Exercise requirements → Write out the listing in full, matching it word for word.

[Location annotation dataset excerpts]
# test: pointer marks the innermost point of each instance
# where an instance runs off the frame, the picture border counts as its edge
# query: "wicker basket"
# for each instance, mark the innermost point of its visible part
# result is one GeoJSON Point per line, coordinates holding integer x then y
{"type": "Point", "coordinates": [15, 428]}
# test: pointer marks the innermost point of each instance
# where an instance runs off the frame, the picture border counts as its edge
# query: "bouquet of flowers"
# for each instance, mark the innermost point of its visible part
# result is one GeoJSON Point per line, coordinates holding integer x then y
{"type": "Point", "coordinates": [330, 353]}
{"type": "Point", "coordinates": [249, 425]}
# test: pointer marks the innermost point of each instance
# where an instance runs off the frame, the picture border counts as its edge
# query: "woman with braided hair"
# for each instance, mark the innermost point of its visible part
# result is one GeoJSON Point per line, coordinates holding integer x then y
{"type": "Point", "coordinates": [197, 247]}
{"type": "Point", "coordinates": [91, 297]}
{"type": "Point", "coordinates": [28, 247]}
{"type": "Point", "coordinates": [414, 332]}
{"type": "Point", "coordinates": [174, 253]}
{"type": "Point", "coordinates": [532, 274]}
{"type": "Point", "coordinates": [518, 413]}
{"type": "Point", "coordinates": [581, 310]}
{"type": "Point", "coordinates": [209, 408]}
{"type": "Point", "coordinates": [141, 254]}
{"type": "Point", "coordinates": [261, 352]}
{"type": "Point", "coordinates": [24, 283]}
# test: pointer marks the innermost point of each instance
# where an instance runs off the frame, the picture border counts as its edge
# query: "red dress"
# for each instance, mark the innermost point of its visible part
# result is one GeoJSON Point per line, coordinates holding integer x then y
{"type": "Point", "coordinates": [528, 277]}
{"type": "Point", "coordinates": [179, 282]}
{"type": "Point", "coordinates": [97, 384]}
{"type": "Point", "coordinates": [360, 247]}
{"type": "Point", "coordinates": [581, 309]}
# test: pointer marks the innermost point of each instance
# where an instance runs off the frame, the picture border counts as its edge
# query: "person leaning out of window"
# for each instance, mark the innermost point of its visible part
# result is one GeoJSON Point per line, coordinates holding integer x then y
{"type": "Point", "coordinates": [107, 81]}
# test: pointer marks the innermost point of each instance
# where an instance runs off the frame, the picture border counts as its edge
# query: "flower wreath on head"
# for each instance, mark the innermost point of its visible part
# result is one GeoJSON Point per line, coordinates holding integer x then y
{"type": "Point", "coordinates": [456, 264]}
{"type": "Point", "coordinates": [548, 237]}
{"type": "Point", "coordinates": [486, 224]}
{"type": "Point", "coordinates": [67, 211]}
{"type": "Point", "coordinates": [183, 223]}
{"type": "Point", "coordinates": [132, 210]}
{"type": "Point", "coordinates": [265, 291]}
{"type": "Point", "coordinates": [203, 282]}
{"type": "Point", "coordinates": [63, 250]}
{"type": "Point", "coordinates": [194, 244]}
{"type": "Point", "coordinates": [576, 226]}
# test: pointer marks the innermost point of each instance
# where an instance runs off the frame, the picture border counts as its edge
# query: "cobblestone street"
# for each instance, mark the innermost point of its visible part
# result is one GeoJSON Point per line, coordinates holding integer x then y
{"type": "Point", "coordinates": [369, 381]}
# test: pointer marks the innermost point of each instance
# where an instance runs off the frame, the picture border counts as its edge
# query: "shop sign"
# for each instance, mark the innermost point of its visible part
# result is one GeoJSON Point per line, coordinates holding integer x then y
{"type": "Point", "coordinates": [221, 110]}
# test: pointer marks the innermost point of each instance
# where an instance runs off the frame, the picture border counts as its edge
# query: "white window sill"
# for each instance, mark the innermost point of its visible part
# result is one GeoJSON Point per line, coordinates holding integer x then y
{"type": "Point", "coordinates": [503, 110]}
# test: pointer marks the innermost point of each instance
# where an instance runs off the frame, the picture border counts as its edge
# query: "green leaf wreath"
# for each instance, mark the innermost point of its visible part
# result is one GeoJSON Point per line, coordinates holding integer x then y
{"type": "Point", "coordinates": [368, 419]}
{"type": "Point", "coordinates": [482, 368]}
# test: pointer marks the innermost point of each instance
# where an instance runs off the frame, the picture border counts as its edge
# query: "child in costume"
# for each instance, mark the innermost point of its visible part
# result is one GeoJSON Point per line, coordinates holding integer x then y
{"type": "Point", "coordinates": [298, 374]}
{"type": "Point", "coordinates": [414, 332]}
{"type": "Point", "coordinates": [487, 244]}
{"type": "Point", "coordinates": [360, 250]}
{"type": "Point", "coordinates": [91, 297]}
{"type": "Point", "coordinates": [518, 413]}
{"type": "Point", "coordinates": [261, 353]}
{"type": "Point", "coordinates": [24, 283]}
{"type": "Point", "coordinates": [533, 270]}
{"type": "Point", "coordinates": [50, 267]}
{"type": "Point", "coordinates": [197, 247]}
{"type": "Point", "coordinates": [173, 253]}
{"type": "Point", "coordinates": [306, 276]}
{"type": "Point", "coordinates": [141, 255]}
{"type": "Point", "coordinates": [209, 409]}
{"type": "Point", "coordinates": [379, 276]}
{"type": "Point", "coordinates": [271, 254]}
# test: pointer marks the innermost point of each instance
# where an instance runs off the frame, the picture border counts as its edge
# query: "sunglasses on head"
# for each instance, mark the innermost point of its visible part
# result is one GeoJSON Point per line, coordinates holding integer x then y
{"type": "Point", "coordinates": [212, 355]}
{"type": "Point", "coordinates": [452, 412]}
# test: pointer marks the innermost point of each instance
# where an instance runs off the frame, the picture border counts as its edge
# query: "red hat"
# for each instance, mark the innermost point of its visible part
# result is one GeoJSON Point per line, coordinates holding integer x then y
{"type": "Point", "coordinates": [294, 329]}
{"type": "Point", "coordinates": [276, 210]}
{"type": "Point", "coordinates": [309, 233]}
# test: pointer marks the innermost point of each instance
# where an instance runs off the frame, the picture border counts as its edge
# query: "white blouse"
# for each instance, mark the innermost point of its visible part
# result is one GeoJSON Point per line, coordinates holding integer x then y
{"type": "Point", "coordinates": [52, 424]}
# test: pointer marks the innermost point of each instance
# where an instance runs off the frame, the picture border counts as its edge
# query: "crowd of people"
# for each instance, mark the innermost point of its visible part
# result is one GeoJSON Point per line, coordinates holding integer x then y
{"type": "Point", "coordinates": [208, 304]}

Task answer →
# test: pointer marks the innermost point of each instance
# where an instance runs off the frame, the picture border counts as its edge
# query: "wicker basket"
# for each instance, mark the innermost point of its visible part
# result is one GeoJSON Point per line, coordinates holding integer x then y
{"type": "Point", "coordinates": [15, 428]}
# test: pointer marks the innermost point of each instance
# where an instance runs off the frame, the picture border counts as its edge
# query: "bouquet of flowers"
# for each instance, mark the innermost point of its visible part
# result is one GeoJSON Point per line, coordinates holding integer x then y
{"type": "Point", "coordinates": [330, 353]}
{"type": "Point", "coordinates": [249, 425]}
# test: pointer marks the innermost point of each instance
# where an instance runs off the frame, the picture border counts as its edge
# query: "woman with braided hair"
# for each instance, mark the innermost point of its visible part
# result is one GeoJSON Point per line, coordinates holding integer x then y
{"type": "Point", "coordinates": [197, 247]}
{"type": "Point", "coordinates": [91, 297]}
{"type": "Point", "coordinates": [28, 247]}
{"type": "Point", "coordinates": [414, 332]}
{"type": "Point", "coordinates": [174, 253]}
{"type": "Point", "coordinates": [532, 274]}
{"type": "Point", "coordinates": [518, 413]}
{"type": "Point", "coordinates": [581, 310]}
{"type": "Point", "coordinates": [209, 408]}
{"type": "Point", "coordinates": [141, 254]}
{"type": "Point", "coordinates": [261, 352]}
{"type": "Point", "coordinates": [24, 283]}
# test: pointer marks the innermost point of each instance
# where an instance runs off the frame, the picture border counts as its edge
# query: "red dress"
# for each instance, mark the innermost point of its visible part
# result is one GeoJSON Point per line, coordinates holding integer x then y
{"type": "Point", "coordinates": [528, 277]}
{"type": "Point", "coordinates": [179, 282]}
{"type": "Point", "coordinates": [97, 384]}
{"type": "Point", "coordinates": [360, 247]}
{"type": "Point", "coordinates": [581, 309]}
# test: pointer marks the innermost point of each instance
# where an instance runs off the frame, the picture border counts as its edge
# query: "person leaning out of window"
# for each instance, mark the innermost point of its visible part
# result is one GeoJSON Point per line, coordinates holding integer x then y
{"type": "Point", "coordinates": [107, 81]}
# test: pointer marks the innermost point of each instance
# where an instance runs off the frame, the picture border counts as its edge
# query: "flower wreath on head"
# for each instance, mark the innermost point of its visible part
# result is one GeoJSON Point per line, coordinates holding integer x then y
{"type": "Point", "coordinates": [456, 264]}
{"type": "Point", "coordinates": [548, 237]}
{"type": "Point", "coordinates": [486, 224]}
{"type": "Point", "coordinates": [67, 211]}
{"type": "Point", "coordinates": [183, 223]}
{"type": "Point", "coordinates": [132, 210]}
{"type": "Point", "coordinates": [265, 291]}
{"type": "Point", "coordinates": [203, 282]}
{"type": "Point", "coordinates": [63, 250]}
{"type": "Point", "coordinates": [194, 244]}
{"type": "Point", "coordinates": [576, 226]}
# test: pointer marks the innermost point of each instance
# where an instance runs off the frame, the picture border counts as its edge
# query: "cobblestone street"
# for each instance, mark the innermost point of its visible part
# result is one GeoJSON Point per line, coordinates holding integer x then y
{"type": "Point", "coordinates": [369, 381]}
# test: pointer marks the innermost point of each instance
# where an instance runs off the frame, the picture border counts as its edge
# query: "shop sign"
# for each instance, mark the innermost point of its visible part
# result is one GeoJSON Point per line, coordinates holding integer x then y
{"type": "Point", "coordinates": [221, 110]}
# test: pointer marks the innermost point of each instance
# where an instance runs off the frame, the picture border counts as its edge
# query: "white window sill"
# for each instance, mark the innermost point of its visible part
# result is one GeoJSON Point per line, coordinates holding integer x then y
{"type": "Point", "coordinates": [503, 110]}
# test: pointer marks the innermost point of each instance
# where an instance runs off the frame, the picture border counts as its edge
# query: "green leaf wreath"
# for each instance, mark the innermost point of its visible part
# result is one GeoJSON Point per line, coordinates holding integer x then y
{"type": "Point", "coordinates": [368, 419]}
{"type": "Point", "coordinates": [482, 368]}
# test: pointer marks the innermost point of each instance
# where an instance runs off the frame, the picture border counts as its edge
# query: "child in costume"
# for each instance, mark the innermost point of its visible part
# result is one GeoJSON Point per line, coordinates holding integer x then y
{"type": "Point", "coordinates": [298, 374]}
{"type": "Point", "coordinates": [414, 332]}
{"type": "Point", "coordinates": [487, 244]}
{"type": "Point", "coordinates": [360, 250]}
{"type": "Point", "coordinates": [91, 297]}
{"type": "Point", "coordinates": [518, 413]}
{"type": "Point", "coordinates": [261, 353]}
{"type": "Point", "coordinates": [24, 283]}
{"type": "Point", "coordinates": [533, 270]}
{"type": "Point", "coordinates": [50, 267]}
{"type": "Point", "coordinates": [197, 247]}
{"type": "Point", "coordinates": [173, 253]}
{"type": "Point", "coordinates": [306, 276]}
{"type": "Point", "coordinates": [141, 255]}
{"type": "Point", "coordinates": [209, 409]}
{"type": "Point", "coordinates": [379, 276]}
{"type": "Point", "coordinates": [271, 254]}
# test: pointer marks the innermost point of each instance
# where an instance runs off the frame, the picture border counts as its edge
# query: "sunglasses on head"
# for each instance, mark the innermost point of its visible part
# result is one GeoJSON Point per line, coordinates holding integer x then y
{"type": "Point", "coordinates": [212, 355]}
{"type": "Point", "coordinates": [452, 412]}
# test: pointer marks the innermost point of each instance
# where an instance runs off the frame, the picture border counts as its edge
# query: "red hat"
# for each instance, mark the innermost point of its visible part
# result is one GeoJSON Point per line, coordinates holding integer x then y
{"type": "Point", "coordinates": [294, 329]}
{"type": "Point", "coordinates": [276, 210]}
{"type": "Point", "coordinates": [309, 233]}
# test: pointer marks the innermost point of each instance
# where an instance runs off the frame, the picture border counts as its edge
# query: "white blouse"
# for each instance, mark the innermost point of its visible part
# result is one GeoJSON Point per line, coordinates holding integer x then y
{"type": "Point", "coordinates": [52, 424]}
# test: pointer marks the innermost point of each instance
# where an instance runs off the frame, the picture border counts as its edge
# query: "crowd of people"
# for each instance, mark the innermost point of its visible part
# result is one GeoJSON Point per line, coordinates holding integer x then y
{"type": "Point", "coordinates": [208, 304]}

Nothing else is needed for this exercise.